> [Direction]: Copy the data below, switching every "Target" to "Label" and leaving everything else the same.

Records
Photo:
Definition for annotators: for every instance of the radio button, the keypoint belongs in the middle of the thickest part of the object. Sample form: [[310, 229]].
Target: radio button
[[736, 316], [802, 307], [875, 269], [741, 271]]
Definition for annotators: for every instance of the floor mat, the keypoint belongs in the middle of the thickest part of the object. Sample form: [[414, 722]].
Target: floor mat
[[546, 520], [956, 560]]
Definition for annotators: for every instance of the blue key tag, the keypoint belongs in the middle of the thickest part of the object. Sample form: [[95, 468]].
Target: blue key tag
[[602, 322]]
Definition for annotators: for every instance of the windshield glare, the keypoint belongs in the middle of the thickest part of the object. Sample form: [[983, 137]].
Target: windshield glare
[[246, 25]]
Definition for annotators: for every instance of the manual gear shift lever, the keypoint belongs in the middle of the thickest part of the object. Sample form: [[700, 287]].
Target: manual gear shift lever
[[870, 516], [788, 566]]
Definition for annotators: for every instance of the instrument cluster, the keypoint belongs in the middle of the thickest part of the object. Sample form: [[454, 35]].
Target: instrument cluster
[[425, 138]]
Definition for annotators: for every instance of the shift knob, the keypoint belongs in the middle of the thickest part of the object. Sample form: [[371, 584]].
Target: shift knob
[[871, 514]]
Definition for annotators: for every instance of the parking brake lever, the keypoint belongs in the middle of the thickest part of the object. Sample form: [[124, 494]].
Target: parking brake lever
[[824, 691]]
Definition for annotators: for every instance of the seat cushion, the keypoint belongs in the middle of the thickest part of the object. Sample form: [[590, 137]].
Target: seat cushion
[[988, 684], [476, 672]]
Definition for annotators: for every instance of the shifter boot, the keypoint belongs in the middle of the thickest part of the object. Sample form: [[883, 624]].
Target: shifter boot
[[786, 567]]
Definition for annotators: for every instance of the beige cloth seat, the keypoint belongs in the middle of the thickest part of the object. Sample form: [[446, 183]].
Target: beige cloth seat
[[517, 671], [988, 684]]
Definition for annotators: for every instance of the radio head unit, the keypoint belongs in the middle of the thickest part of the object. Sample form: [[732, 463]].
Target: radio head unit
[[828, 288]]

> [Task output]:
Photo:
Definition for annotators: for every instance of the radio button, the keypoint belongs in the middle of the thickest part of the object. Sample form: [[310, 229]].
Label: radio button
[[736, 316], [802, 307], [875, 269], [741, 271]]
Definition for annotators: for every instance of the floor mat, the keypoint belongs in the middle of the thickest part of the object. Sample form: [[414, 722]].
Label: floor mat
[[546, 520], [956, 560]]
Definition for annotators: for every instance of the blue key tag, the keypoint belongs in the middle of the thickest part of the object. Sample form: [[95, 468]].
Label: blue key tag
[[602, 322]]
Definition for annotators: for every instance of the windshield glare, the keypoint belongs in the middle of the thickest part of the object. Sample form: [[983, 137]].
Label: windshield glare
[[246, 25]]
Definition for annotators: for every instance of the manual gear shift lever, the keypoint belongs in the middle of the thickest part of the object. Sample form: [[700, 287]].
Label: manual gear shift lever
[[870, 516], [788, 566]]
Definition for annotators: for every instance of the instrument cluster, the keypoint belongs in the middle of the thickest part of the object. Sample form: [[454, 35]].
Label: instrument cluster
[[425, 138]]
Definition for annotators: for every instance of the shift knob, the keypoint belongs in the middle of the thickest part of the object. Sample form: [[371, 584]].
Label: shift knob
[[871, 514]]
Definition for annotators: for every instance of the parking brake lever, the keypoint belongs in the middle of the thickest part of the object. Sample form: [[124, 494]].
Label: parking brake lever
[[824, 691]]
Definition for annotators: for every instance of the seat cushion, the keypoint belongs in the middle of the thickest part of the object. Sample form: [[590, 137]].
Label: seat cushion
[[988, 684], [476, 672]]
Definition for annotators: for every instance of the shifter boot, the keypoint belongs in the middle of the thickest part of the object. Sample form: [[883, 624]].
Label: shifter boot
[[786, 567]]
Definition for annotators: for every instance of the beige cloth seat, the keypoint belongs in the middle of the thickest part of the object. Sample form: [[446, 183]].
Label: beige cloth seat
[[517, 671], [988, 684]]
Definition for annotators: for every instance of the radio head unit, the keypoint belongs in the middle of the thickest part of the object. Sample form: [[732, 463]].
Label: radio head unit
[[828, 288]]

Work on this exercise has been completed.